◆ **THE EXERCISE**
Transcribe the records below line for line, without changing a single character, but leave the pictures out of your copy.

━━ SUPPLIED DATA ━━

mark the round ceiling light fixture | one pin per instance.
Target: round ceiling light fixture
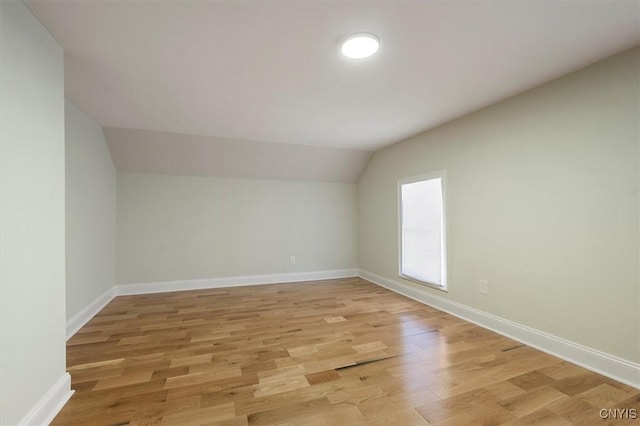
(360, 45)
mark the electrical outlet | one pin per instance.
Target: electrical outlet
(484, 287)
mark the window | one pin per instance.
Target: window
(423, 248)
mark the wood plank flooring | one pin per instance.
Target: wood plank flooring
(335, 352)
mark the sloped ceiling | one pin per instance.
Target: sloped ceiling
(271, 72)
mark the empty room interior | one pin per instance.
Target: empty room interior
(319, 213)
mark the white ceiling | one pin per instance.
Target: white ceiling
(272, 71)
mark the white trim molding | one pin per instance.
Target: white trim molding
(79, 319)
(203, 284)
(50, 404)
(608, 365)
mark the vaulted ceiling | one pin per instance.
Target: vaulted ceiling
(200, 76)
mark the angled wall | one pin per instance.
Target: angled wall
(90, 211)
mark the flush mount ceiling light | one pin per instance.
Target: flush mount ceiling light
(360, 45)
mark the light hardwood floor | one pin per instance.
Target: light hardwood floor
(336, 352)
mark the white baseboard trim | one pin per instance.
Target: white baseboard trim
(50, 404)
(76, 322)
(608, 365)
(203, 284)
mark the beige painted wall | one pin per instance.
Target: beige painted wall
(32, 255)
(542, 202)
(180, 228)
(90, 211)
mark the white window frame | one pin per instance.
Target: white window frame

━━━

◆ **FINAL ANSWER**
mark the round ceiling light fixture | one pin per instance.
Target: round ceiling light fixture
(360, 45)
mark the electrical outlet | one pin per instance.
Target: electrical outlet
(484, 287)
mark the window | one pin per instance.
Target: window
(423, 248)
mark the wood plank flooring | one pin per instance.
Target: wood plank flooring
(335, 352)
mark the sloped ceiling | one pin per instance.
Target: sloped ceiling
(271, 72)
mark the empty room interior | one pin per instance.
Target: empty room interior
(319, 213)
mark the white ceiling | one pin per instance.
Target: white ceiling
(272, 71)
mark the white trim molding | one pin per instance.
Target: white trim molding
(79, 319)
(203, 284)
(50, 404)
(608, 365)
mark the vaulted ceiling | one pin per instance.
Target: vaulted ceiling
(200, 76)
mark the angled wall | one pin per instance.
Target: angled wall
(90, 211)
mark the flush mount ceiling light | one pin per instance.
Target: flush mount ceiling light
(360, 45)
mark the light hardwood floor | one pin per instance.
Target: light hardwood floor
(336, 352)
mark the white baseboard trim | one pin per instance.
Target: white baseboard trim
(50, 404)
(76, 322)
(608, 365)
(203, 284)
mark the beige painted wall | one pin per instance.
Target: beige painted wall
(32, 255)
(542, 202)
(180, 228)
(90, 211)
mark the white window frame | one pin per instance.
Target: white window frame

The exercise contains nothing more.